**Exercise aim:** Print, from the listing below, the lines starting at the line containing "like point(540, 322)." and ending at the line containing "like point(177, 104).", exactly as they stand, and print nothing else.

**Data section:**
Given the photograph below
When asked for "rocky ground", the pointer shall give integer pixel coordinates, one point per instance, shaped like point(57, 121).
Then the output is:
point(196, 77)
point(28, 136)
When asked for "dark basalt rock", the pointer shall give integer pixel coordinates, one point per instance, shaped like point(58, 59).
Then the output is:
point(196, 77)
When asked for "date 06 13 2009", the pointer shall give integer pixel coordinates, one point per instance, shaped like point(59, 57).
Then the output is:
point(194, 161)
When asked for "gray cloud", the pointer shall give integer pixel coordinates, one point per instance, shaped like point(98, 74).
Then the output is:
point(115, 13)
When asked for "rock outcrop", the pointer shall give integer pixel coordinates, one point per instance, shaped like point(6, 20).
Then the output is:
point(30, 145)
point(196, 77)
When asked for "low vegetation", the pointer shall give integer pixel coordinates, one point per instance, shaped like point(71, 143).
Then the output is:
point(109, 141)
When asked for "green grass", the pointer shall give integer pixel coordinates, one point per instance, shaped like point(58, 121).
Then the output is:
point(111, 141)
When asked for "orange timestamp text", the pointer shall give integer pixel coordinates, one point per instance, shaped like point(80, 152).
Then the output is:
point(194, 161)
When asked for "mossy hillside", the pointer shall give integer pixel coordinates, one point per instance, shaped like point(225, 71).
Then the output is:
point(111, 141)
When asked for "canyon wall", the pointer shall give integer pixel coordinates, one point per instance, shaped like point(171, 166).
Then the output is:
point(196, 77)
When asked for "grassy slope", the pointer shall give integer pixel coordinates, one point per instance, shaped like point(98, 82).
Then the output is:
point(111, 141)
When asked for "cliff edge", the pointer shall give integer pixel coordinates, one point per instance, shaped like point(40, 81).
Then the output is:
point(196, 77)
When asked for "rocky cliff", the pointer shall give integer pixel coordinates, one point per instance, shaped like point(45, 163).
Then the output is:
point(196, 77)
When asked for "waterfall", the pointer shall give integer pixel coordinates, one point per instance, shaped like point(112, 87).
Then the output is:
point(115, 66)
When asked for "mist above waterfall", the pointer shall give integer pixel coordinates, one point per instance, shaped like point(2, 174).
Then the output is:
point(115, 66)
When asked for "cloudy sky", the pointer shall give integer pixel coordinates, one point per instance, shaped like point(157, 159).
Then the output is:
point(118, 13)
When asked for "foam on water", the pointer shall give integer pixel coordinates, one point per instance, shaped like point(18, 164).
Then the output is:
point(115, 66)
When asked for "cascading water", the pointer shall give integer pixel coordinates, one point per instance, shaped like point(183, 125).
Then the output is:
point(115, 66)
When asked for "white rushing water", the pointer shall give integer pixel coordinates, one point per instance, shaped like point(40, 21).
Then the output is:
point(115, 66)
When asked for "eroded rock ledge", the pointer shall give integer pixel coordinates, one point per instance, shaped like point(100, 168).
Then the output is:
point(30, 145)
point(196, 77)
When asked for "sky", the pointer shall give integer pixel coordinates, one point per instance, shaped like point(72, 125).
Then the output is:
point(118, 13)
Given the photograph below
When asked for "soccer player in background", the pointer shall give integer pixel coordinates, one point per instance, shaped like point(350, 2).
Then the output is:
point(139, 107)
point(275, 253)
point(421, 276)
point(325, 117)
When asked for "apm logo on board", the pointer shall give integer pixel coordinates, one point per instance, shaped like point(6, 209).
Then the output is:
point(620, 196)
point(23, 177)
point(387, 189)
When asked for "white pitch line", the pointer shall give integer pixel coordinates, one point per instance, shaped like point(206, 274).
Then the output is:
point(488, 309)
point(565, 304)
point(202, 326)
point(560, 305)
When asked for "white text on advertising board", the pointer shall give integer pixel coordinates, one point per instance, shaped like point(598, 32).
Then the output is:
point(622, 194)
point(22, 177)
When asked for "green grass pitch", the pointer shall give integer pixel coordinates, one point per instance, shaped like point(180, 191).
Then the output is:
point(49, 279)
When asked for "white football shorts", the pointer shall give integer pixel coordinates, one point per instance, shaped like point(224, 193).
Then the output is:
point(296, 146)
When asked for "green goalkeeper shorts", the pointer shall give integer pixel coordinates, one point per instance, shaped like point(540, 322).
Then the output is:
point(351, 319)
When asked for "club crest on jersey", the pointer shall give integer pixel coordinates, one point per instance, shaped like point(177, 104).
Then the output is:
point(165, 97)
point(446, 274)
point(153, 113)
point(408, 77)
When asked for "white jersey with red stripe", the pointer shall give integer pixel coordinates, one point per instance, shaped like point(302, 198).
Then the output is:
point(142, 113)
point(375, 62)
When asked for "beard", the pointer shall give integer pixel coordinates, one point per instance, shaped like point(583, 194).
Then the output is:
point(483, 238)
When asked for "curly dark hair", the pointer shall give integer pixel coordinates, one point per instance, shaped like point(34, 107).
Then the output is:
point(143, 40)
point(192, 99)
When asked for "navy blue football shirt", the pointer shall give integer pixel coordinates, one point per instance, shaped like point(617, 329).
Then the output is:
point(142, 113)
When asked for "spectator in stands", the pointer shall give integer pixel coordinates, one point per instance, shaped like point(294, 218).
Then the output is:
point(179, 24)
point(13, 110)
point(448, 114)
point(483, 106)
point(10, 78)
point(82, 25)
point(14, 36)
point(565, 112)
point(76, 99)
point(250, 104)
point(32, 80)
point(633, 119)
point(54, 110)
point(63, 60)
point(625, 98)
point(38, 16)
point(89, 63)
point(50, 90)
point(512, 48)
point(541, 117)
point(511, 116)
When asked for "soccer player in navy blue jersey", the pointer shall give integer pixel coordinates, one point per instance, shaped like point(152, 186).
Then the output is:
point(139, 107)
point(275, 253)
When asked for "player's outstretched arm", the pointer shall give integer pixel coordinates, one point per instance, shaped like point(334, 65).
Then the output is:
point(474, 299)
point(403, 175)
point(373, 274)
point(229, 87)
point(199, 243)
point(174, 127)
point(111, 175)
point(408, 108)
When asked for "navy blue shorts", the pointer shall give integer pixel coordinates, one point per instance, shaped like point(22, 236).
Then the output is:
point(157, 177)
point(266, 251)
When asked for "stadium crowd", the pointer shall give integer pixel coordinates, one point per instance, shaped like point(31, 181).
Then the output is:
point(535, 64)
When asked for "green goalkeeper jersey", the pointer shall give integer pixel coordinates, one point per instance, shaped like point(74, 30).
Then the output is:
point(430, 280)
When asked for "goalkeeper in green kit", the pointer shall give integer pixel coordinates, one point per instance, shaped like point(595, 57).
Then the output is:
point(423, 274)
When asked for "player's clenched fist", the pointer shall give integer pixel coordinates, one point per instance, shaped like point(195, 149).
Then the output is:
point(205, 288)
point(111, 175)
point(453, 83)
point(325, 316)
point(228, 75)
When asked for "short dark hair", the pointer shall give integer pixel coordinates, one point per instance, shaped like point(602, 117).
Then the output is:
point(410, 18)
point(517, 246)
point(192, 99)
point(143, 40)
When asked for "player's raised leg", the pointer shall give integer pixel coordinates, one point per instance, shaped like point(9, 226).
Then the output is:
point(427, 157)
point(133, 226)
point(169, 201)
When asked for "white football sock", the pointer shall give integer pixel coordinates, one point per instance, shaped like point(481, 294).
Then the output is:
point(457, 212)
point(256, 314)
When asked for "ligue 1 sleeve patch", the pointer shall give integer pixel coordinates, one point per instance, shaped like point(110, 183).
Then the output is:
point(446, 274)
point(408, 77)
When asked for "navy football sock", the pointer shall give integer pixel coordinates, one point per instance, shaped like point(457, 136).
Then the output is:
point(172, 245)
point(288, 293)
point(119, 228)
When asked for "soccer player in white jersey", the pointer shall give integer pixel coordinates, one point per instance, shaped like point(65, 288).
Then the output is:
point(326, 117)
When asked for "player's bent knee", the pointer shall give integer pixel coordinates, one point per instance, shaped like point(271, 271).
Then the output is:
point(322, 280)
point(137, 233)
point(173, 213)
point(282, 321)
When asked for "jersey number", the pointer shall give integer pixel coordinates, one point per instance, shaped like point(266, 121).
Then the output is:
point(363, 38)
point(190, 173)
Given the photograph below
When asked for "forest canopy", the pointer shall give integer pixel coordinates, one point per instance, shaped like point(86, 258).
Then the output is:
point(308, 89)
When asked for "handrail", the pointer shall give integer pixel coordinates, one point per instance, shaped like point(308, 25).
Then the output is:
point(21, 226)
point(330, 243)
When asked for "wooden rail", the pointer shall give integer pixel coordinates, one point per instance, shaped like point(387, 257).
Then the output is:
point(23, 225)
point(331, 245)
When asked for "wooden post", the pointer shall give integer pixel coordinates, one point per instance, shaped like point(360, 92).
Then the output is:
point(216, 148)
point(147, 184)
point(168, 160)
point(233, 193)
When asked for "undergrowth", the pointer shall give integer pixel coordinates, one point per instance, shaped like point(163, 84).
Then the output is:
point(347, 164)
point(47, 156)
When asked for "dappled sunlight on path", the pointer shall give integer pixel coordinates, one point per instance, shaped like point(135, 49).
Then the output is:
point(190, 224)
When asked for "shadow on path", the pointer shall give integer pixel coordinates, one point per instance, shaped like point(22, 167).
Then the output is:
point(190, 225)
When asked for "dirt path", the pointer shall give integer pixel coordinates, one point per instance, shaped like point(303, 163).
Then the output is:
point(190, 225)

**Response area:**
When asked for "green goalkeeper shorts", the pointer shall give integer pixel coordinates, one point per instance, shaped like point(540, 322).
Then the output is:
point(351, 319)
When asked for "club crest on jersey", the pointer shall give integer pixel coordinates, one point per instance, shaped like point(177, 104).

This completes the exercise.